§ **WORK INSTRUCTIONS**: Working from the entries that follow, retype each one without any alteration.

————————

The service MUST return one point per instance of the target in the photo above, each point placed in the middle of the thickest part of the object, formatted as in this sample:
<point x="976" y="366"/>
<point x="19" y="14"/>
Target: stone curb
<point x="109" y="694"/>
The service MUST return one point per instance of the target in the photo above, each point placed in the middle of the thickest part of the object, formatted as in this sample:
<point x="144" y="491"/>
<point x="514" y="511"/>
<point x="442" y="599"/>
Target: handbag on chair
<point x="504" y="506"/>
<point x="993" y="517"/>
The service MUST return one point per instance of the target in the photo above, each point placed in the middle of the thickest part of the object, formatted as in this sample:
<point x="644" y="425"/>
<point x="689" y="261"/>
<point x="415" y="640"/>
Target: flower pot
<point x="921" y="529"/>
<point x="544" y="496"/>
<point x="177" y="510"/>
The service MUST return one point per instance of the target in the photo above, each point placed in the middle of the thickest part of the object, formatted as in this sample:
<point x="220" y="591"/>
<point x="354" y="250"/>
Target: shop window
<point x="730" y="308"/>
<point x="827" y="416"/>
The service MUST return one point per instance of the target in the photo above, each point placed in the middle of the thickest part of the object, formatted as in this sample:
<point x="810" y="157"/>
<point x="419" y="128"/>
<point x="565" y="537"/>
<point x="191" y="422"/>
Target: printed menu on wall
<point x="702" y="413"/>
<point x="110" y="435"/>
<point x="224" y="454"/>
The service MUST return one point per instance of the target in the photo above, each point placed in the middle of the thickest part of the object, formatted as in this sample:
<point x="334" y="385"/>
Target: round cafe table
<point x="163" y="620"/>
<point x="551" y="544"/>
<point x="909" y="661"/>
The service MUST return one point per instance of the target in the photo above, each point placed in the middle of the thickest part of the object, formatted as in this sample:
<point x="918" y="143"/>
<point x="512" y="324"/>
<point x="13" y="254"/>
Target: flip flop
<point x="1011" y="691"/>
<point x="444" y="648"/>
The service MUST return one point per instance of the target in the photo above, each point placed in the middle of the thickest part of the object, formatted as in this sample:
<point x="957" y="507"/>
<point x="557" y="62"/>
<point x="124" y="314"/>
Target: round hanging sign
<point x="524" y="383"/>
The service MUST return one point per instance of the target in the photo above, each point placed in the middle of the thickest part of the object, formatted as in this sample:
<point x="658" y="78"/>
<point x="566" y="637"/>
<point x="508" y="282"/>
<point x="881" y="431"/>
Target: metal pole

————————

§ **EXERCISE RESULT**:
The service MUST return one point per instance of the target in the photo above, each point placed in the middle of the thickest part of the object, formatted as in this sample:
<point x="976" y="366"/>
<point x="19" y="14"/>
Target: stone curb
<point x="109" y="694"/>
The service MUST return one point per instance of the target in the photo above, each point placed in the middle of the thickest part of the object, formatted as in this sample:
<point x="144" y="491"/>
<point x="514" y="511"/>
<point x="442" y="599"/>
Target: handbag on chair
<point x="504" y="506"/>
<point x="993" y="517"/>
The service MUST return one point per instance of the target in the photo above, each point placed in the middle of the thickest part of the object, formatted as in this sample:
<point x="644" y="425"/>
<point x="689" y="261"/>
<point x="415" y="640"/>
Target: flower pot
<point x="921" y="529"/>
<point x="544" y="496"/>
<point x="177" y="510"/>
The service MUST return one point per instance of the target in the photo above, each point placed in the middle of the thickest part of the object, formatted as in this sample:
<point x="220" y="591"/>
<point x="354" y="250"/>
Target: shop window
<point x="730" y="308"/>
<point x="827" y="416"/>
The service MUST return one point per instance of the target in the photo above, each point placed in the middle of the thickest part of the object, formatted as in this sample:
<point x="810" y="157"/>
<point x="419" y="128"/>
<point x="565" y="537"/>
<point x="191" y="422"/>
Target: printed menu on wall
<point x="702" y="413"/>
<point x="110" y="435"/>
<point x="224" y="454"/>
The service MUST return one point per instance of the target in the photo above, each point placed in the middle of the thickest part of the object, formatted as in this sample:
<point x="334" y="385"/>
Target: round cafe table
<point x="163" y="620"/>
<point x="551" y="544"/>
<point x="909" y="661"/>
The service MUST return one point per instance of the target in the photo above, each point placed in the middle of the thickest part of the object, formatted as in this sample:
<point x="918" y="143"/>
<point x="512" y="324"/>
<point x="13" y="254"/>
Target: flip flop
<point x="1011" y="691"/>
<point x="444" y="648"/>
The service MUST return one point per instance of the target in the photo above, each point placed in the middle of the thickest part of the object, formatted as in this sample:
<point x="957" y="507"/>
<point x="557" y="62"/>
<point x="124" y="314"/>
Target: round hanging sign
<point x="524" y="383"/>
The service MUST return one point per instance of the target in the photo above, each point placed in the middle of the thickest part of the object, formatted as in this sample:
<point x="658" y="78"/>
<point x="566" y="637"/>
<point x="508" y="282"/>
<point x="881" y="431"/>
Target: metal pole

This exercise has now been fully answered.